Предложенный отрывок.
┏━━

И падает, падает, рушится самооценка. Ведь действительно рост какой-то дурацкий – 180. А с самооценкой и инициатива, а потом мужество, а потом и интеллект. И уж неизвестно, что луч­ше – замечать это за собой или нет ...
Проходят через это практически все. Одни выходят быстрее, другие медленнее, третьи (немало) – никогда. 
Но при всем при этом есть очень важный для приезжающих плюс Израиля – здесь чем-то ПОХОЖЕ. Ну может не столько на Моск­ву-Ленинград (прежние), сколько на Сухуми, но похоже. Оно мо­жет не так уж и хорошо, но адаптацию облегчает. С приездом всей этой массы стало еще более похоже. Даже с языком стало свободнее. Русская речь звучит чуть ли не повсюду. И, как мне кажется, похожий подход к общению. 
Я всегда стараюсь разговориться с теми, кто бывал в Шта­тах или других богатых местах, мог бы уехать туда или, наобо­рот, оттуда приехал жить сюда. Выспрашиваю – почему не уезжа­ют, почему приехали? Там же богаче, проще быт, обеспеченнее будущее. Ответы до удивления одинаковы: там одиноко, "запад­но". Каждый замкнут в своем мирке, своей семье, в своем, как правило, значительно более комфортном, чем в Израиле жилье.
Общение  там и без того скудное дополнительно ограничивается социальными и НАЦИОНАЛЬНЫМИ рамками. Самые дружеские отношения на работе никак не переносятся на дом. Общение клубного типа идет, как правило, только вокруг синагоги, пусть даже самой либеральной. Вход в нееврейские круги закрыт практически пол­ностью, да и о чем с ними.
Общения типа "Московская кухня", т.е. просто потрепаться – там, практически, нет. А тем, у кого это "в крови" – очень этого недостает. Как бы, говорят, ни было хорошо все остальное. Больше того, чем обеспеченнее все остальное, тем больше недостает. 
Конечно нам, при нашей нищей озабоченности, не очень верится, что доступная хорошая еда и одёжка, ухоженное и оборудованное современной техникой жилье, да еще машина, да не одна, да еще достаточный и материально подкреплённый досуг и т.п. – это ему, падле, мало. Но ведь го­ворят. И в один голос. И вот я как-то поверил...

┗━━

Условия задания.
1. Перескажите короче абзац отрывка, который начинается словами «Общение там и без того скудное», сохранив его главные факты.
2. Продолжите отрывок об адаптации эмигрантов в Израиле, начав сразу после его последней фразы.

Список строк.
┏━━

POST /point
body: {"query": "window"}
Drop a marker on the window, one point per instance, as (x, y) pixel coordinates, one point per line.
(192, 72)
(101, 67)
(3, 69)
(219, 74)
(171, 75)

┗━━

Ответы.
1. В Штатах и других богатых местах и без того скудное общение дополнительно ограничивают социальные и национальные рамки. Дружба на работе не переносится на дом. Клубное общение обычно идет только вокруг синагоги, даже самой либеральной. Вход в нееврейские круги закрыт почти полностью.

2.
Хорошо помню, в первый свой месяц здесь однажды междуго­родным автобусом нечаянно проехал свою остановку. Т.е. оказался в другом го­роде. Была почти уже ночь. А деньги были все истрачены на этот, провезший меня автобус. В автобусе тут же нашелся "русский", завязалось всеавтобусное обсуждение, кто-то дал деньги, кто-то другой (по-русски ни слова), сделав хороший крюк, довел до нужной остановки и, наконец, кто-то еще, с кем разговорился (!) на обратном пути, уговорил поболтать с ним где-то за столиком с пивом. И прямо-таки заставил взять у него монетку, чтобы домой позвонил, успокоил, т.к. сидеть, мол, мы будем еще долго... Насколько я понимаю, первое возможно и в Америке или Англии-Германии. Но последнее, поболтать, как мне кажется,  - только здесь. 
Т.е. вообще тут конечно вроде бы "Запад", но и очень даже Восток, что, как оказалось, привычнее. И при вашем росте в 180, здесь средний рост все-таки не метр (или три), а, скажем, полтора (или 2,5). Да и 180-сантиметровых теперь уже совсем немало. 
Ну и страна не очень богатая пока, хотя, вероятно с боль­шим потенциалом. Уровень жизни много ниже, чем, скажем, в Шта­тах или Германии. Т.е. цены (особенно на жильё) выше и пока растут, а эмигрантские пособия и льготы – ниже. Зарплата также существенно (в разы) бывает ниже за ту же работу. Во всяком случае в известных нам областях – программирование, ВУЗ-ы, ме­дицина. 
Непросто и с политикой. Нам тут написал кто-то: "чтоб у вас как-то обошлось с арабами". Отсюда это видится иначе: "чтоб обошлось как-то между собой". Если бы здесь было единство и все думали бы единственно правильно (т.е. как я, например) – справиться с арабами, вероятно, не стоило бы осо­бого труда.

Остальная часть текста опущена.